▶ Given entries
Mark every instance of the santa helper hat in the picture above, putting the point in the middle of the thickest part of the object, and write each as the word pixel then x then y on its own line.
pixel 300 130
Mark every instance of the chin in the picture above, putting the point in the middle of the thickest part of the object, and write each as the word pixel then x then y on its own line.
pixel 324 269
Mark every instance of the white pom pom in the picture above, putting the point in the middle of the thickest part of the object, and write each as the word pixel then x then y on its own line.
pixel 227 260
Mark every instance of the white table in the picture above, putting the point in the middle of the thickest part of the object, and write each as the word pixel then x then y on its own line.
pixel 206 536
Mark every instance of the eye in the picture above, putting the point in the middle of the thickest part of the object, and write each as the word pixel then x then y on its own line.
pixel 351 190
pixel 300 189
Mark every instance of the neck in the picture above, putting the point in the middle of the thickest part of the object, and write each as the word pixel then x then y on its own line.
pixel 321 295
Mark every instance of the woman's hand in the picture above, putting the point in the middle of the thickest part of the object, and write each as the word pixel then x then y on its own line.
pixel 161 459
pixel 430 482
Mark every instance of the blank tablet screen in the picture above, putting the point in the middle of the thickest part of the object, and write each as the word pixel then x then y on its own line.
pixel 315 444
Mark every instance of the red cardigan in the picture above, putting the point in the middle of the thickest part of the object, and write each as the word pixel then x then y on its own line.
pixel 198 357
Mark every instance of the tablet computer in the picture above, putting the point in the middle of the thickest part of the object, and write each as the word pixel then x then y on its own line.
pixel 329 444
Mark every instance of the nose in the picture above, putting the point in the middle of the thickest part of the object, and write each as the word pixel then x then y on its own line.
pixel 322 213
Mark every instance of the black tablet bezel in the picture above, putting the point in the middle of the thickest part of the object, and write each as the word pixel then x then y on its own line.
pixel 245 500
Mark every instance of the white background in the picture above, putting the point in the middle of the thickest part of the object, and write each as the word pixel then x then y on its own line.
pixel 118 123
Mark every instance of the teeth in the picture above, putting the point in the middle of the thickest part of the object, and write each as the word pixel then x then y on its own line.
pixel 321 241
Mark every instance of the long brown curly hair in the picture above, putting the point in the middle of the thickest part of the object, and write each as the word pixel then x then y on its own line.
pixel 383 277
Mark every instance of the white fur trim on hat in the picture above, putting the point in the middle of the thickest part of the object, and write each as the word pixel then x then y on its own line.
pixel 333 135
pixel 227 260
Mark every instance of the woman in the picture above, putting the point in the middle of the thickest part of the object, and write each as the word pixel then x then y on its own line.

▶ What you will do
All records shown above are to be reproduced without any alteration.

▶ Response to this task
Mark every instance of the santa helper hat in the picture above, putting the point in the middle of the thickest part of the object, and write each as the word pixel then x then y on its own line.
pixel 300 130
Mark every instance of the chin in the picture above, putting the point in the middle of the thickest part of the object, and write each as the word pixel then x then y on its own line.
pixel 324 269
Mark every instance of the white pom pom in the picture above, putting the point in the middle of the thickest part of the object, and write each as the word pixel then x then y on its own line.
pixel 227 260
Mark every instance of the white table in the picture above, putting the point in the middle of the thickest part of the object, and write each as the word pixel then x then y on its own line.
pixel 206 536
Mark every instance of the eye in the picture above, putting the point in the middle of the thickest part of the object, and write each as the word pixel then x then y on its own line.
pixel 351 190
pixel 300 189
Mark every instance of the neck in the picture above, putting the point in the middle of the thickest part of the object, and write each as the word pixel then x then y on its own line.
pixel 321 295
Mark every instance of the woman's hand in the picture above, putting the point in the middle of the thickest part of the object, and write each as the word pixel then x then y on its own line.
pixel 161 459
pixel 430 482
Mark every instance of the blank tablet screen in the picture above, putting the point in the middle of the thickest part of the object, and write each as the word pixel then x then y on its own line.
pixel 315 444
Mark every instance of the red cardigan in the picture above, putting the point in the middle of the thickest part of the object, and write each as the word pixel then x then y on its own line.
pixel 198 357
Mark every instance of the tablet computer in the picture above, putting the point in the middle of the thickest part of the object, and write each as the word pixel then x then y on its own line.
pixel 329 444
Mark every instance of the nose in the picture above, putting the point in the middle of the thickest part of the object, and write each as the word pixel then x then y on its own line.
pixel 322 213
Mark every instance of the black tablet bezel in the picture above, putting the point in the middle of the thickest part of the object, and write each as the word pixel then x then y on its own line.
pixel 245 500
Mark every instance of the white background in the picture above, putting the point in the middle of the thickest part of the object, and write each as the word pixel then x then y on its own line.
pixel 118 123
Mark every instance of the teeth in the picture above, putting the point in the middle of the thickest part of the object, and write each as the word pixel then x then y on its own line.
pixel 321 241
Mark every instance of the long brown curly hair in the picture above, putting the point in the middle of the thickest part of the object, and write each as the word pixel then x then y on its own line.
pixel 383 277
Mark every instance of the white fur trim on hat in the picture above, putting the point in the middle of the thickest part of the object, and write each as the word pixel then x then y on its own line.
pixel 333 135
pixel 227 260
Mark every instance of the woman in the picture above, putting the point in the middle of the thickest part of the object, and write each as the word pixel then x then y on its own line.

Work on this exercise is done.